EXERCISE AIM> Rewrite every one of the records below, replacing "one point per instance" with "a single point for each instance" wherever it appears and keeping everything else the same. Omit the pictures from your answer.

STORED DATA>
╔══
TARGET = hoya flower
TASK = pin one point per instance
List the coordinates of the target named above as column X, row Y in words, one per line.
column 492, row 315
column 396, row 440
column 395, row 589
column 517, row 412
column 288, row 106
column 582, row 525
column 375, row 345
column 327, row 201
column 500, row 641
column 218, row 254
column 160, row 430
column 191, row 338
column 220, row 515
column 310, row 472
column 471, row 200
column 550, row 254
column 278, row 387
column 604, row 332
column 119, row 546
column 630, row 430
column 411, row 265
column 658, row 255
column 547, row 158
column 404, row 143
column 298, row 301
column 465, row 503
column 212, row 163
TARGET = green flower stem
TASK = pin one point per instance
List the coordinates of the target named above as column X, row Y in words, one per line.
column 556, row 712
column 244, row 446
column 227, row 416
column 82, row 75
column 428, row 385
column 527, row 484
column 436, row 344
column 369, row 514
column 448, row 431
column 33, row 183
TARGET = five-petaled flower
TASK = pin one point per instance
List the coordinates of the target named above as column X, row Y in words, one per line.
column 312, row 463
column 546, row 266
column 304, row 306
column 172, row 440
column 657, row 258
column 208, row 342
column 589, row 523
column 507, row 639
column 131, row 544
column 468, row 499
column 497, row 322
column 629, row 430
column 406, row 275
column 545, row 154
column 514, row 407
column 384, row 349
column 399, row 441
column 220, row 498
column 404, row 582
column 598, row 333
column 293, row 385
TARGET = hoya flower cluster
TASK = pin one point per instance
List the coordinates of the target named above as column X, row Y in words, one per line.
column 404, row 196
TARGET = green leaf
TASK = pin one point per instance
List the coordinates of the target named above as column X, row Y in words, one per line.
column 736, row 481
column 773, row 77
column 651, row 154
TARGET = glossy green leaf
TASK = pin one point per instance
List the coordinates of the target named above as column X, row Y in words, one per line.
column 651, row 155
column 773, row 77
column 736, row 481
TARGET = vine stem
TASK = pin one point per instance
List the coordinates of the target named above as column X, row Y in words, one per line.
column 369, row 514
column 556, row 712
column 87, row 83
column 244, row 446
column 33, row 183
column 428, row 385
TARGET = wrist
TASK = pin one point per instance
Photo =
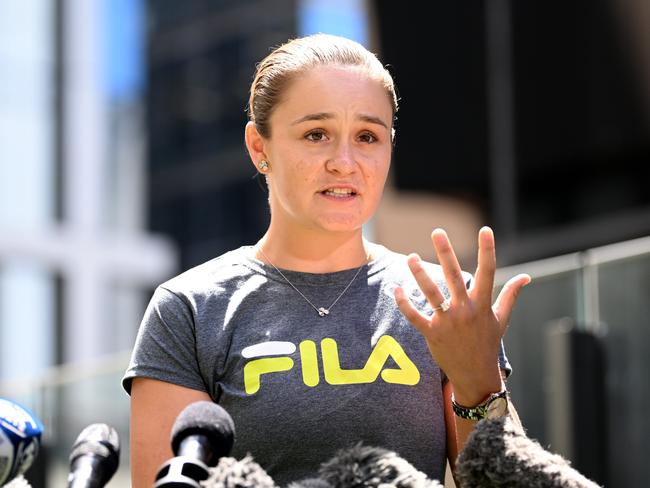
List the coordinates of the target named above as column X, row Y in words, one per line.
column 473, row 395
column 493, row 407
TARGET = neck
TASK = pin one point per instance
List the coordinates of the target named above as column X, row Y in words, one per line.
column 314, row 251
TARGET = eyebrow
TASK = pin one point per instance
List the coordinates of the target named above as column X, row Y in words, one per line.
column 326, row 115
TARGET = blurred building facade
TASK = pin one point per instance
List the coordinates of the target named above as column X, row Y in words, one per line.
column 122, row 162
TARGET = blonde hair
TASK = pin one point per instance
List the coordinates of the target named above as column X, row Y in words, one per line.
column 276, row 71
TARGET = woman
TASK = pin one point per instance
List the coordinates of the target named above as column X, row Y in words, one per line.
column 307, row 338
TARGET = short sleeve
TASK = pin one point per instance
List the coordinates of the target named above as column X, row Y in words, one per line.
column 165, row 347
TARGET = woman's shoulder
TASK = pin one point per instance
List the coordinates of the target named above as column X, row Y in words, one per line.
column 222, row 272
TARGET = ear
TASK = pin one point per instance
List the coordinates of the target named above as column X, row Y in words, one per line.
column 255, row 144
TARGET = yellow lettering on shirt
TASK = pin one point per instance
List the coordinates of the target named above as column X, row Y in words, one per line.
column 257, row 367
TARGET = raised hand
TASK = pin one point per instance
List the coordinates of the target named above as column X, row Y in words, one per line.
column 465, row 331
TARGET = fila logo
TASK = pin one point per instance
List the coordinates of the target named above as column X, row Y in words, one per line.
column 406, row 373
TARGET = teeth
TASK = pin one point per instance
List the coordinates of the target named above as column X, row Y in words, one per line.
column 339, row 191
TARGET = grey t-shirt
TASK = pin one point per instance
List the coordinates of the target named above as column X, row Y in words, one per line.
column 300, row 386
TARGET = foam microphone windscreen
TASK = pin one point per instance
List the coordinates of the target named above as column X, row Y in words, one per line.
column 498, row 453
column 372, row 467
column 18, row 482
column 233, row 473
column 205, row 419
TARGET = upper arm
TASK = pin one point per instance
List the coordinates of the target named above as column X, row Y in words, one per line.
column 154, row 407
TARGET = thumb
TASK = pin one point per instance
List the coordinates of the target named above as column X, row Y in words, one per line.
column 505, row 302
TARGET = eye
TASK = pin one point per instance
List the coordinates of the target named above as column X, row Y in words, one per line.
column 367, row 137
column 316, row 135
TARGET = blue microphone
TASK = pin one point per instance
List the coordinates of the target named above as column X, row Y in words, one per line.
column 20, row 439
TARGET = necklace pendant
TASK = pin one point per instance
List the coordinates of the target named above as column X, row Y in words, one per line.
column 323, row 311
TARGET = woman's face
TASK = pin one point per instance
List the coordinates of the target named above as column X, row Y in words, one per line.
column 329, row 150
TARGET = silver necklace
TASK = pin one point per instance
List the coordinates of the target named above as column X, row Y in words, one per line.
column 322, row 311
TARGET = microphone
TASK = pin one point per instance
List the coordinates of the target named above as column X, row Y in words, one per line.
column 20, row 440
column 94, row 458
column 367, row 467
column 498, row 453
column 203, row 433
column 244, row 473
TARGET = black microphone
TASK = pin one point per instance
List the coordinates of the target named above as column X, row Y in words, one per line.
column 203, row 433
column 498, row 453
column 95, row 457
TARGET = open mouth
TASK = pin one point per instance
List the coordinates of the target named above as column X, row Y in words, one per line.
column 339, row 192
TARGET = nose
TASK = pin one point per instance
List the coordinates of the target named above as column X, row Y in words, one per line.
column 342, row 160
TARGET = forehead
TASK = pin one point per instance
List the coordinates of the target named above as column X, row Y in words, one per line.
column 335, row 88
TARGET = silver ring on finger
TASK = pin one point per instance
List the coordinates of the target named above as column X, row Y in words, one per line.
column 444, row 305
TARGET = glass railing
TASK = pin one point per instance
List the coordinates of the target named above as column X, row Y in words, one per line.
column 605, row 293
column 66, row 400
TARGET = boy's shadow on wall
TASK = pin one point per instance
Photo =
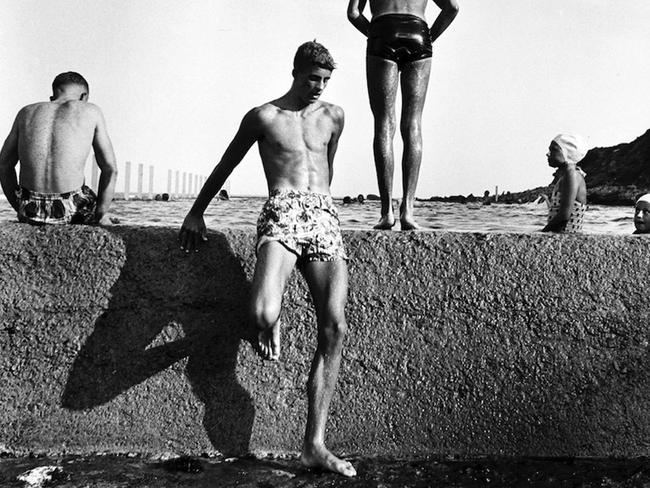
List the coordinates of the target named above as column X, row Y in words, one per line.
column 166, row 307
╚══
ANSWER TO THIS EXERCISE>
TARGET = hoya flower
TASK = pin a single point for each instance
List the coordinates of the target named above as column X, row Y in words, one per line.
column 492, row 315
column 396, row 440
column 395, row 589
column 517, row 412
column 288, row 106
column 582, row 525
column 375, row 345
column 327, row 201
column 500, row 641
column 218, row 254
column 160, row 430
column 191, row 338
column 220, row 515
column 310, row 472
column 471, row 200
column 550, row 254
column 278, row 387
column 604, row 332
column 119, row 546
column 630, row 430
column 411, row 265
column 658, row 255
column 547, row 158
column 404, row 143
column 298, row 301
column 465, row 503
column 212, row 163
TARGET = green flower stem
TASK = pin a single point for each instance
List the coordinates of the target named above as column X, row Y in words, one per line.
column 556, row 712
column 244, row 446
column 227, row 416
column 82, row 75
column 428, row 385
column 527, row 484
column 436, row 344
column 369, row 514
column 448, row 431
column 33, row 183
TARGET = five-petaled flower
TASK = pin a single point for each instance
List the coordinates of the target named above as column X, row Y in words, one per line.
column 312, row 463
column 546, row 266
column 304, row 306
column 172, row 440
column 657, row 258
column 208, row 342
column 589, row 523
column 507, row 639
column 131, row 544
column 468, row 499
column 497, row 322
column 629, row 430
column 406, row 275
column 545, row 154
column 514, row 407
column 384, row 349
column 399, row 441
column 220, row 498
column 404, row 582
column 598, row 333
column 293, row 385
TARGET = hoya flower cluster
TASK = pin a single point for each instance
List the coordinates of the target named above as column X, row Y in words, one per line.
column 404, row 196
TARGET = green leaf
TASK = pin a single point for each instance
List the coordinates of the target named above as column X, row Y in words, one per line.
column 736, row 481
column 773, row 77
column 651, row 154
TARGET = glossy green leaf
TASK = pin a single point for each instance
List the coordinates of the target named above as column X, row Y in words, one per line.
column 651, row 155
column 773, row 77
column 736, row 481
TARGET = vine stem
TASK = pin a single point for each instance
List the coordinates of the target named above as column X, row Y in words, one per line.
column 369, row 514
column 556, row 712
column 87, row 83
column 244, row 446
column 33, row 183
column 428, row 385
TARGET = wrist
TASK = pin a single point for each instance
Photo =
List the coordinates of the target named above as column X, row Y in words, one per line.
column 473, row 395
column 493, row 407
TARGET = neck
TASK = pin a single point for each instance
List the coordinates of the target named above as column X, row Y in words, one per line.
column 314, row 251
TARGET = eyebrow
TASK = pin a single point for each instance
List the coordinates of the target named above as column X, row Y in words, one per line.
column 326, row 115
TARGET = blurred building facade
TASK = pin a single point for each instance
List the coordinates of the target named above as column X, row Y in words, one per line.
column 122, row 162
TARGET = blonde hair
TASK = pin a single point for each instance
List the coordinates of the target named above as column X, row Y in words, one per line.
column 276, row 71
TARGET = woman
TASK = pin a single point for each instance
List the coordinates of the target named above as column X, row Y in words, one per line.
column 307, row 338
TARGET = short sleeve
TASK = pin a single point for each instance
List the coordinates of the target named above as column X, row Y in words, one per line.
column 165, row 347
TARGET = woman's shoulder
TASK = pin a single point for each instance
List the coordinates of the target named above as column X, row Y in words, one per line.
column 222, row 272
TARGET = ear
TASK = pin a single point for each instance
List the coordinates of the target named above as column X, row Y in words, one per line.
column 255, row 144
TARGET = yellow lettering on shirt
TASK = pin a single point for each instance
List the coordinates of the target named above as column X, row Y in words, one per line.
column 257, row 367
TARGET = raised hand
TASK = pin a single point for each instance
List the coordinates of the target named above as column X, row Y in words, one per line.
column 465, row 331
TARGET = fila logo
TASK = pin a single point for each instance
List the coordinates of the target named above as column X, row Y in words, one per line.
column 406, row 373
TARGET = teeth
TASK = pin a single point for each instance
List the coordinates of the target named above as column X, row Y in words, one per line.
column 339, row 191
TARGET = grey t-shirt
TASK = pin a single point for each instance
List the coordinates of the target named above as column X, row Y in words, one per line.
column 300, row 386
TARGET = foam microphone windscreen
TASK = pin a single point for each instance
List the coordinates of the target named above as column X, row Y in words, one per line.
column 498, row 453
column 372, row 467
column 18, row 482
column 233, row 473
column 205, row 419
TARGET = upper arm
TASK = pin a single point for each instance
List the coordinates of the target named above as column X, row Y in words, one per line.
column 154, row 407
TARGET = thumb
TASK = pin a single point for each instance
List the coordinates of the target named above as column X, row Y in words, one per line.
column 505, row 302
TARGET = eye
TASK = pin a single point for each instance
List the coordinates of the target named above as column X, row Y in words, one per line.
column 367, row 137
column 316, row 135
TARGET = blue microphone
TASK = pin a single point for each instance
List the coordinates of the target named above as column X, row Y in words, one per line.
column 20, row 439
TARGET = necklace pendant
TASK = pin a single point for each instance
List the coordinates of the target named above as column X, row Y in words, one per line.
column 323, row 311
TARGET = woman's face
TASK = pin a single point for each instance
List the coordinates of the target named above as column X, row Y in words, one per line.
column 329, row 150
TARGET = silver necklace
TASK = pin a single point for each instance
List the coordinates of the target named above as column X, row Y in words, one per line.
column 322, row 311
TARGET = microphone
TASK = pin a single point for each instance
List the coordinates of the target named above as column X, row Y in words, one per line.
column 20, row 440
column 94, row 458
column 367, row 467
column 498, row 453
column 203, row 433
column 244, row 473
TARGET = black microphone
TASK = pin a single point for each instance
List the coordinates of the target named above as column X, row Y in words, one per line.
column 203, row 433
column 498, row 453
column 95, row 457
TARGET = open mouth
TASK = pin a single point for each instance
List the coordinates of the target named above as column X, row Y in words, one per line.
column 339, row 192
TARGET = nose
TASK = pin a single point for each instance
List the coordinates of the target named above as column X, row Y in words, one per line.
column 342, row 160
TARGET = forehead
TASK = pin a single point for each instance
List the coordinates of the target named above as column X, row Y in words, one per line.
column 335, row 88
TARGET = silver ring on finger
TASK = pin a single point for each instance
List the coordinates of the target named above as column X, row Y in words, one per line.
column 444, row 305
TARGET = glass railing
TASK = pin a single point for each instance
List the coordinates of the target named above as column X, row Y in words, one per line.
column 605, row 293
column 66, row 400
TARGET = boy's shadow on wall
TASK = pin a single point for each instance
Photo =
List the coordinates of the target named above as column X, row Y in words, one per line.
column 166, row 307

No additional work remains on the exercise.